WHAT TO DO: Please take the records that follow and repeat exactly the lines starting with the line with "Query: beetle's abdomen" and going on through the line with "Query: beetle's leg".

ENTRIES SUPPLIED:
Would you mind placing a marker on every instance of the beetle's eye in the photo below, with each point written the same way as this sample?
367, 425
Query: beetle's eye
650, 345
---
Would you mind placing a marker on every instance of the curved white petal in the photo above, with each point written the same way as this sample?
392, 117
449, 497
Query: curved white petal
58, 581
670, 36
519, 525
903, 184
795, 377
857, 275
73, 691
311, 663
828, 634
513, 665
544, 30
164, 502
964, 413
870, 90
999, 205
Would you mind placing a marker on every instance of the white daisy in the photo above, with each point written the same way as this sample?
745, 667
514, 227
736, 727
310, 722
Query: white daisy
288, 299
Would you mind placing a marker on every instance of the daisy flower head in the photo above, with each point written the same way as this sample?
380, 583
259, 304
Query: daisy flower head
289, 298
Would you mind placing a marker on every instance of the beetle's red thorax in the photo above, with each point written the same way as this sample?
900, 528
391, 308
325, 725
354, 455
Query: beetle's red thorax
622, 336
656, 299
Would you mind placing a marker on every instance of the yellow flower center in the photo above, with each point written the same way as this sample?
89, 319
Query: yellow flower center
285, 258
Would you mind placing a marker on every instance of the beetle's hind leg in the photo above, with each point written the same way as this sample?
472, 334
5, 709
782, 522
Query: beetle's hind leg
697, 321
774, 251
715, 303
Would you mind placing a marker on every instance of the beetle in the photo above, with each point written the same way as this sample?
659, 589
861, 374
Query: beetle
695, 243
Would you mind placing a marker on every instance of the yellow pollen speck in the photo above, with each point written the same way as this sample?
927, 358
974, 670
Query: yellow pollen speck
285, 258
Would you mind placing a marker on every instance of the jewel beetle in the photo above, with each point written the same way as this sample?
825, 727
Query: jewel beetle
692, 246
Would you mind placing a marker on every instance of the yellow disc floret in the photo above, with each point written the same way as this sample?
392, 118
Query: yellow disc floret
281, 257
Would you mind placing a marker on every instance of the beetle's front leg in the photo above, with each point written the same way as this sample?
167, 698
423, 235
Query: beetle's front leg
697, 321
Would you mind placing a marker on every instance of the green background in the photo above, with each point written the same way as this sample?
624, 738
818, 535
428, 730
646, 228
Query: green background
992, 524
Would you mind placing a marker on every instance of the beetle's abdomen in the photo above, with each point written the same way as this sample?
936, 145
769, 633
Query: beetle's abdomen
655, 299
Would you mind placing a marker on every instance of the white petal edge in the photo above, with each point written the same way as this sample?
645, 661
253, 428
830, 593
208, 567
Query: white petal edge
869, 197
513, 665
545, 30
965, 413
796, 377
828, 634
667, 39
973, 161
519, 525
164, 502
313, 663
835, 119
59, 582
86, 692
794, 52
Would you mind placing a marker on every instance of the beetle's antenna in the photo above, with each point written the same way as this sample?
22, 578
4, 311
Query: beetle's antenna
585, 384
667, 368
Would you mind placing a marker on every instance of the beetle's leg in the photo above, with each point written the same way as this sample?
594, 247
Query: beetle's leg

WRITTEN ANSWER:
Query: beetle's abdomen
655, 299
Would you mind placing a marker on every instance of the white petal edge in the photo above, with each point written the same way as this sample?
645, 661
253, 428
830, 593
208, 567
Query: white petal edge
869, 197
513, 665
545, 30
965, 413
796, 377
828, 634
667, 39
973, 161
519, 525
164, 502
313, 663
835, 119
59, 582
86, 692
794, 52
Would you mind placing a marker on every instance of the beetle's antenna in the photo above, with each point written the same way as this sample?
22, 578
4, 311
Query: beetle's antenna
585, 384
667, 368
Would you mind placing a marker on every instance of the beetle's leg in the photo above, with each point written the same way as this sample?
594, 247
Query: beetle's leg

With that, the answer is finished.